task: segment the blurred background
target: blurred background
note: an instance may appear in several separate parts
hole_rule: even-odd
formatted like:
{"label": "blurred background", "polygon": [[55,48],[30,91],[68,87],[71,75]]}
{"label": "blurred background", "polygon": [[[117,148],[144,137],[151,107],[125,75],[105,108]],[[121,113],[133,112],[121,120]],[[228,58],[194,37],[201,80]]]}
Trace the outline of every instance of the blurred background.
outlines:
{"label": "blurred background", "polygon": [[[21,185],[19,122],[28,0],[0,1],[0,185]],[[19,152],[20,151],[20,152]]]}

□ □ □ □ □

* Stated goal *
Render every line of the data above as a JSON list of strings, one string per line, omitting any blank lines.

* Final result *
[
  "task: segment the blurred background",
  "target: blurred background",
  "note: an instance may appear in several separate parts",
  "hole_rule: even-odd",
  "formatted like:",
  "{\"label\": \"blurred background\", \"polygon\": [[55,48],[30,91],[68,87],[71,75]]}",
  "{\"label\": \"blurred background\", \"polygon\": [[[117,148],[144,137],[151,107],[125,75],[105,108]],[[121,113],[133,112],[121,120]],[[228,58],[194,37],[201,80]]]}",
  "Trace the outline of every instance of the blurred background.",
  "outlines:",
  "{\"label\": \"blurred background\", \"polygon\": [[[21,185],[19,122],[28,0],[0,1],[0,185]],[[19,152],[20,151],[20,152]]]}"
]